* PROBLEM TO SOLVE
Your task is to output, without alteration, each line from the one containing "Q: Point out each instance of the black goat" through the final line of the records below.
───── ENTRIES PROVIDED
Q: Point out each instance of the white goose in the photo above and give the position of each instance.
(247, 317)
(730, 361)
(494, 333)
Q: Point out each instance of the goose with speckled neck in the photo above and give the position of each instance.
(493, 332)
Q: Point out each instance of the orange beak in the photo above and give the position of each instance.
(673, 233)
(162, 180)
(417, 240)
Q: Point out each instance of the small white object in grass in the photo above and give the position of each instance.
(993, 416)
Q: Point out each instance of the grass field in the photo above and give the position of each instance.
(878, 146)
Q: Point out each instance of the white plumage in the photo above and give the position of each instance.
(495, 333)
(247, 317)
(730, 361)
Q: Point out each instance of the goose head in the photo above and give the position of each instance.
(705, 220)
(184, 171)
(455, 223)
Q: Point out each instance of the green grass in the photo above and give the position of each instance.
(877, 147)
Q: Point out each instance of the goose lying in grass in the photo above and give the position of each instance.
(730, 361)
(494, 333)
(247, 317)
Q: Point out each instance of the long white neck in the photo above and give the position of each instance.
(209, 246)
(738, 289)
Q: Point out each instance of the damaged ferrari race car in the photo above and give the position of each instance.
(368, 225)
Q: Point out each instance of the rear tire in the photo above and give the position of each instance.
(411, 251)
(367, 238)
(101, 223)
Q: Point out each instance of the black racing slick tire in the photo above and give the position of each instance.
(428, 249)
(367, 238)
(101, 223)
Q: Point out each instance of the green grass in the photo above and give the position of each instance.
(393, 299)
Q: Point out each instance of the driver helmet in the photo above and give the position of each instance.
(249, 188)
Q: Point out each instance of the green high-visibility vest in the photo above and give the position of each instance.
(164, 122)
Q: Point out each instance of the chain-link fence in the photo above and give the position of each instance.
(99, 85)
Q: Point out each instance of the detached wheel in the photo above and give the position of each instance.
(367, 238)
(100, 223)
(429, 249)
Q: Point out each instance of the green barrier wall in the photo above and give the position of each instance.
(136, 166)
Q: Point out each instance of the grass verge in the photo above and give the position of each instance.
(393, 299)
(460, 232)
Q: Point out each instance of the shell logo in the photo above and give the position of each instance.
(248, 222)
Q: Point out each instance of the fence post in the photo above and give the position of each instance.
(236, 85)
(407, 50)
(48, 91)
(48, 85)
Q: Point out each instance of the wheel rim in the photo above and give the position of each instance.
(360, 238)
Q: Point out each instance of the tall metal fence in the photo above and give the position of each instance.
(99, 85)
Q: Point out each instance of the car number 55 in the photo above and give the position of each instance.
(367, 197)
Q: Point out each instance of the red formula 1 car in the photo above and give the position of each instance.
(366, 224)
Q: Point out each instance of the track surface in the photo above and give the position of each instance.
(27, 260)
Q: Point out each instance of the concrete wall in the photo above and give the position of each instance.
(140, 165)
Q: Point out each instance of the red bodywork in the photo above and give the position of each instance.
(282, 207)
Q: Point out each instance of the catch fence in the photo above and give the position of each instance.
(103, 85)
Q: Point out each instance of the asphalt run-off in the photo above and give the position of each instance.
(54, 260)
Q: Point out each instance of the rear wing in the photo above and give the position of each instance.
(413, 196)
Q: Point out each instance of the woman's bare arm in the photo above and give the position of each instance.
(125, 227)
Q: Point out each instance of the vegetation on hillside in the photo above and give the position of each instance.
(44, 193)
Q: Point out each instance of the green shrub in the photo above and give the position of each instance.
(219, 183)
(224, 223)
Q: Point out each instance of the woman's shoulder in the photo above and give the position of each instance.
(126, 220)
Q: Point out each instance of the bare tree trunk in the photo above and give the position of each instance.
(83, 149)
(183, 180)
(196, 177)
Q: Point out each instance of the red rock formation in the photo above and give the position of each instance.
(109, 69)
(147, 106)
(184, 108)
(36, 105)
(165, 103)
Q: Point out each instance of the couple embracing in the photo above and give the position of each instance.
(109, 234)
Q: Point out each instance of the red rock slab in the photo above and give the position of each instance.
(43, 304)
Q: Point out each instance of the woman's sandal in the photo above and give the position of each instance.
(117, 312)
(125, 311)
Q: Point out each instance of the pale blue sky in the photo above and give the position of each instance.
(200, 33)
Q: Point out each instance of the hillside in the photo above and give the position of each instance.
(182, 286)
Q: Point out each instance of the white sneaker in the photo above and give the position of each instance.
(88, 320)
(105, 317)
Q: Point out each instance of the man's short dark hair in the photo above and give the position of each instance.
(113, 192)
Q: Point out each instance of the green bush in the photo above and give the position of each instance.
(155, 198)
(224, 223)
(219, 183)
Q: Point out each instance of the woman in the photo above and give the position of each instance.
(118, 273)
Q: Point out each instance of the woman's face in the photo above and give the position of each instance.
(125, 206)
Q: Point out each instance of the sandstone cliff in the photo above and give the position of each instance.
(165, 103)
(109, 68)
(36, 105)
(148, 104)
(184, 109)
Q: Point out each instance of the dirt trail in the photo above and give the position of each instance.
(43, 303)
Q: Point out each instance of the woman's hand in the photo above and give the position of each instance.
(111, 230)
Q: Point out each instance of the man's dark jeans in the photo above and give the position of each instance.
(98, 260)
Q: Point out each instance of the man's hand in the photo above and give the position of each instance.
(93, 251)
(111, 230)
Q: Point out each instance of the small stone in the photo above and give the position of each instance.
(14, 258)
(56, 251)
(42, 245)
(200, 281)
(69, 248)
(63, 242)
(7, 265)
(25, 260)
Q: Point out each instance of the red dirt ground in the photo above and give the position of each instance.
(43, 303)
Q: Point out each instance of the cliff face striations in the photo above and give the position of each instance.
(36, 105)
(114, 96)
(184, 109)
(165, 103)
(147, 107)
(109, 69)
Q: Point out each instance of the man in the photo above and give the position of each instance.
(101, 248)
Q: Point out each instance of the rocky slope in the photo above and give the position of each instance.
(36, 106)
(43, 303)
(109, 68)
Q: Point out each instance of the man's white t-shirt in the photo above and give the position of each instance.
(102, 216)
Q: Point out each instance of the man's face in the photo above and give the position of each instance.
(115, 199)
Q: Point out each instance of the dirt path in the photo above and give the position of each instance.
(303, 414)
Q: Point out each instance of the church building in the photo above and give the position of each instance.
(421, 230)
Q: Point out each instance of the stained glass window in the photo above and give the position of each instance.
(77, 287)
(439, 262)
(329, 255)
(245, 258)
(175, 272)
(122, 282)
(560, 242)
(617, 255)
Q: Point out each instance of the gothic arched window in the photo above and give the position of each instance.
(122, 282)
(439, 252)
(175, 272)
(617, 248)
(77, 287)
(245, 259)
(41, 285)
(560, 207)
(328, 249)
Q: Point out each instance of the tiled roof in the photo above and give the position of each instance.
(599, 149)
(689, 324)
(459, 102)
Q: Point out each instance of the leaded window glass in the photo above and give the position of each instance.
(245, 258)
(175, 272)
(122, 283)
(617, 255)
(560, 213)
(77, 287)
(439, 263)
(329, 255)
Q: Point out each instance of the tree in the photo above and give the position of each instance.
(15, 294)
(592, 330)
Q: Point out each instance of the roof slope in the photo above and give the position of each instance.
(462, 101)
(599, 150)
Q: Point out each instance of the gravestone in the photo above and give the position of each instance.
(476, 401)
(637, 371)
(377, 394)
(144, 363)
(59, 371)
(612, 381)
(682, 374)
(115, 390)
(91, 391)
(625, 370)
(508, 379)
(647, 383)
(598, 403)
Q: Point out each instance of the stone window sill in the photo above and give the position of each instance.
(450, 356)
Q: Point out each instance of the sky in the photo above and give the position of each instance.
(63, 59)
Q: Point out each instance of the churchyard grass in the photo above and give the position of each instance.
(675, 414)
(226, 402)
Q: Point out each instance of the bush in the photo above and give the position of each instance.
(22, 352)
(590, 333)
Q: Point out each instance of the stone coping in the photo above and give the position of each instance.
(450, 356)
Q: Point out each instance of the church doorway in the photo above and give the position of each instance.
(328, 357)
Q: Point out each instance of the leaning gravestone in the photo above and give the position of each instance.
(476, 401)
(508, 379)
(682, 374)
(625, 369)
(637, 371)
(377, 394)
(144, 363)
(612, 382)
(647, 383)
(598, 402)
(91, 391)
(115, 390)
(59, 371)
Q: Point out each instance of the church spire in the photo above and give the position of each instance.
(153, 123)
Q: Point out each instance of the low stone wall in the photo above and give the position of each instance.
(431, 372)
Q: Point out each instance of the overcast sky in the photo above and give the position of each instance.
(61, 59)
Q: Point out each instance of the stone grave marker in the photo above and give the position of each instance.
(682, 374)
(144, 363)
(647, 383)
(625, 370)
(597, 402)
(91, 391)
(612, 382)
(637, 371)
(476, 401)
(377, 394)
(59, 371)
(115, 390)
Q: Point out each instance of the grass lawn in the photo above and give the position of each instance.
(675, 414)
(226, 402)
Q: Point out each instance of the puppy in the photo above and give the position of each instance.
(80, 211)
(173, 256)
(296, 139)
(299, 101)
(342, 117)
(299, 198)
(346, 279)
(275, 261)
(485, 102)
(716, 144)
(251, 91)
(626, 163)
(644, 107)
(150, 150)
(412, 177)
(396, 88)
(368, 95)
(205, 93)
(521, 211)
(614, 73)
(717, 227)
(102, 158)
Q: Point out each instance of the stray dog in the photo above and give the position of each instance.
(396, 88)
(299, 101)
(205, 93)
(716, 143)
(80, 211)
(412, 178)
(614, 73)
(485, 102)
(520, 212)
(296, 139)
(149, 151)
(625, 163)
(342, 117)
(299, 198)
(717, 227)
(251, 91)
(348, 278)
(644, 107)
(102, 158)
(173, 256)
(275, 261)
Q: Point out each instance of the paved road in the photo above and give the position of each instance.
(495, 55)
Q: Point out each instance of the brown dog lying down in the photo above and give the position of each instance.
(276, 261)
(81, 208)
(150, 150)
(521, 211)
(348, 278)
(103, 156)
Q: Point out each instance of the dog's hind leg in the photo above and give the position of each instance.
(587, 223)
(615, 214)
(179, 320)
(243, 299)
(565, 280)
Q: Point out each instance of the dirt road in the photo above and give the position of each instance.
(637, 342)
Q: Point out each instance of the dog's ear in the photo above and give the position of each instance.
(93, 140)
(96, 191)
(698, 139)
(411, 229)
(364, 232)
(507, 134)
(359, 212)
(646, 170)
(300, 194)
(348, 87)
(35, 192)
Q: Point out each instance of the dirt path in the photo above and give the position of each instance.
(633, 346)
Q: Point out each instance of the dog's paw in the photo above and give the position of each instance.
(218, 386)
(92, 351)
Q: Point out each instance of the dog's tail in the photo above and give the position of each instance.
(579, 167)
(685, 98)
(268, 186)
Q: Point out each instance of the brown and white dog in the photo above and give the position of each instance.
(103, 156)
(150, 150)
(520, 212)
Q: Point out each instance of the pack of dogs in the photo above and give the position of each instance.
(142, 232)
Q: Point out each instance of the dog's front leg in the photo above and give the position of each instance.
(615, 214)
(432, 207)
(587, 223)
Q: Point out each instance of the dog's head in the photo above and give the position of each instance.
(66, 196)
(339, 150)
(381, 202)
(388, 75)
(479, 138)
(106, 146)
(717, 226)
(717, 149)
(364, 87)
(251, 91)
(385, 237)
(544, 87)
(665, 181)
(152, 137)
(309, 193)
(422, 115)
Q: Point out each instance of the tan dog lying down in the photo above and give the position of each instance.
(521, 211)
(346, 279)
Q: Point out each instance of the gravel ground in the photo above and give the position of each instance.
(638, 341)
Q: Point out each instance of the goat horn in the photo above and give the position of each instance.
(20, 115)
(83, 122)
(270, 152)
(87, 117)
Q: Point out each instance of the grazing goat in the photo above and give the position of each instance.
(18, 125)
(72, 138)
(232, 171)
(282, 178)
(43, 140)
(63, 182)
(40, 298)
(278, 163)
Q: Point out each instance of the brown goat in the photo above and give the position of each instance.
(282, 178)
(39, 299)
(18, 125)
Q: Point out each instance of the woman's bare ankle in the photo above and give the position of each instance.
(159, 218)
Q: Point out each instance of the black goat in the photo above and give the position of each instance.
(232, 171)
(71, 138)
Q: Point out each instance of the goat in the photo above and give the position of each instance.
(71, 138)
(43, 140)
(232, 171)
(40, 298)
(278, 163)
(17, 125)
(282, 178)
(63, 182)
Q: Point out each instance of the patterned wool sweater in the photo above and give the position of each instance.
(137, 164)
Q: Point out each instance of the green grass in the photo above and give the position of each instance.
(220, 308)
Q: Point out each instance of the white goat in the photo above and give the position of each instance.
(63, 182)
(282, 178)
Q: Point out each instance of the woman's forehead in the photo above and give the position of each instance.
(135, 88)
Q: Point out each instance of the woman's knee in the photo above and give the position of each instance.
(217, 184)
──────────
* SOLUTION TO THIS TASK
Q: Point out each instance of the black goat in the photo above and give the position of each instance.
(232, 171)
(71, 138)
Q: Point out each instance of the goat in the photo above and give the position of each instance.
(71, 138)
(43, 140)
(232, 171)
(40, 298)
(278, 163)
(17, 125)
(282, 178)
(63, 182)
Q: Point out each instance of the patterned wool sweater in the photo above and give the position of each instance.
(137, 164)
Q: Point out each instance of the green grass in the photo above and give the position of each instance.
(220, 308)
Q: Point out each instance of the white goat in the photo above and give the position of each instance.
(63, 182)
(282, 178)
Q: Point out each instance of the woman's forehead in the photo above and give the position of each instance.
(135, 88)
Q: Point out each instance of the woman's knee in the photo above and give the position of each instance.
(217, 184)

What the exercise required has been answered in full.